Supplied text —
Orozco, the 2012 U.S. all-around champion, was one of three alternates considered for the opening on the six-man team after Leyva withdrew Monday, citing a lingering shoulder injury.

“I am honored to be representing USA at World Championships this year and I wish Danell Johan Leyva a speedy recovery,” was posted on Orozco’s social media accounts.

Orozco finished fourth in the all-around at last weekend’s National Championships in Hartford, Conn., in his first full, six-event competition since tearing an ACL and a meniscus in his left knee in October.

USA Gymnastics picked six men after nationals for the World Championships team. Orozco was the highest-ranked all-around finisher of the men who were not picked. Leyva, the 2012 Olympic all-around bronze medalist, was seventh in the all-around at nationals.

Orozco, 20, joins a U.S. team led by fellow Olympian Sam Mikulak, who ran away with the all-around title in Hartford. Also on the team is Olympian Jake Dalton and previous World Championships team members Alex Naddour, Brandon Wynn and Steven Legendre.

Short exercise 1 — Please rewrite the records from the line containing "Do you know where the leaf" through the end of the records, inclusive, keeping every request line. Multiply each bounding-box coordinate by 2.4 and round to the nearest whole number, with halves rounded up.
The gymnastics text has no connection to the records that come after it.

Extracted data entries:
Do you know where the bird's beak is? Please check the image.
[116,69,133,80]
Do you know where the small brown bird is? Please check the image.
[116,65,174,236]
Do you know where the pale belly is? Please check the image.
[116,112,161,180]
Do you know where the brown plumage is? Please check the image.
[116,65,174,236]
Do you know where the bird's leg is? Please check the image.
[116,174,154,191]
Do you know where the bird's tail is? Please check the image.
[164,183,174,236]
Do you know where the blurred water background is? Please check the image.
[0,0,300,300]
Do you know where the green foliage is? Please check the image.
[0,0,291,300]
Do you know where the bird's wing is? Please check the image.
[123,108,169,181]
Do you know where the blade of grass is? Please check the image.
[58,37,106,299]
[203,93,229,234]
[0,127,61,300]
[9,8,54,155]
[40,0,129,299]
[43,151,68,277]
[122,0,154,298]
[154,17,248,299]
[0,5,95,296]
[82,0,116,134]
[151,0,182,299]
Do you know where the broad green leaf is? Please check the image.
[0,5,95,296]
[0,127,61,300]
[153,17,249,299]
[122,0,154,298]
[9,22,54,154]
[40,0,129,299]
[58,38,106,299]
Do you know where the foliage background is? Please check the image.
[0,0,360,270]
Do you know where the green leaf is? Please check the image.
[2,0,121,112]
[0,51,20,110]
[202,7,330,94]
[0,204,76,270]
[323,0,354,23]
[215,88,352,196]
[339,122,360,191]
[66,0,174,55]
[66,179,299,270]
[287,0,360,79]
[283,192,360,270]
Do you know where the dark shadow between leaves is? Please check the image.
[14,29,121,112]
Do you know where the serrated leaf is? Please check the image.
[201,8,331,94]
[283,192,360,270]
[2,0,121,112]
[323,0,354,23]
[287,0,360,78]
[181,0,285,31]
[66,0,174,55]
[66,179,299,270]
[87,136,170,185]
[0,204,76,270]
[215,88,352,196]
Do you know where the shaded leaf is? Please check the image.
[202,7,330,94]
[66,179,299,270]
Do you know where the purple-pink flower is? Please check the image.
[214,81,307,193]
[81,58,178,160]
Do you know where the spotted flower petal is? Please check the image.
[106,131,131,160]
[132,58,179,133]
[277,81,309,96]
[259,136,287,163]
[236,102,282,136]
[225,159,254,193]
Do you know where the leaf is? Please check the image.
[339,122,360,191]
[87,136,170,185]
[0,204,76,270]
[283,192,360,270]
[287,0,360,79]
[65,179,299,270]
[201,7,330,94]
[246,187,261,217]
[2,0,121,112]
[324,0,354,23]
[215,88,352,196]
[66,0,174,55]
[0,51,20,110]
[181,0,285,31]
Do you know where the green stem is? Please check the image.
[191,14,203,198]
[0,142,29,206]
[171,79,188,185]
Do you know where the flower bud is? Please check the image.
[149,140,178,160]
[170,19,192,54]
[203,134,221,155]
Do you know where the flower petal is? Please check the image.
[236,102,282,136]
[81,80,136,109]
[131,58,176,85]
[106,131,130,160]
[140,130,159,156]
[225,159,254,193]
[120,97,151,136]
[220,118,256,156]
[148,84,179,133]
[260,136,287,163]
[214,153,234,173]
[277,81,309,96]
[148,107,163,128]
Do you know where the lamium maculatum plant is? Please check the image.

Short exercise 2 —
Using the gymnastics text, answer these questions:
(a) Where did Orozco place in the all-around at the National Championships?
(b) What reason did Leyva give for withdrawing?
(c) Who won the all-around title in Hartford?

Final result 1 —
Do you know where the leaf is? Please check the image.
[814,293,864,458]
[209,326,408,444]
[0,490,182,648]
[679,461,864,648]
[689,0,864,190]
[156,430,718,648]
[482,17,792,226]
[590,449,626,521]
[5,0,290,269]
[778,0,850,55]
[516,211,845,470]
[158,0,418,132]
[0,122,48,264]
[434,0,684,74]
Do you know where the green stem is? Please check the image.
[458,34,487,475]
[0,341,70,494]
[410,190,451,444]
Do you know where the flower bud is? Please check the image.
[358,336,427,384]
[408,46,461,130]
[487,322,530,372]
Do you know where the flower petal is? Please check the image.
[566,245,677,326]
[194,192,326,262]
[314,139,422,204]
[254,314,312,384]
[336,312,382,374]
[540,382,610,463]
[288,233,362,326]
[528,283,614,374]
[355,202,430,319]
[624,326,689,391]
[514,367,562,415]
[665,194,742,230]
[355,257,391,307]
Do you know where the lamium maculatum plant is? Please check the image.

Final result 2 —
(a) Fourth
(b) A lingering shoulder injury
(c) Sam Mikulak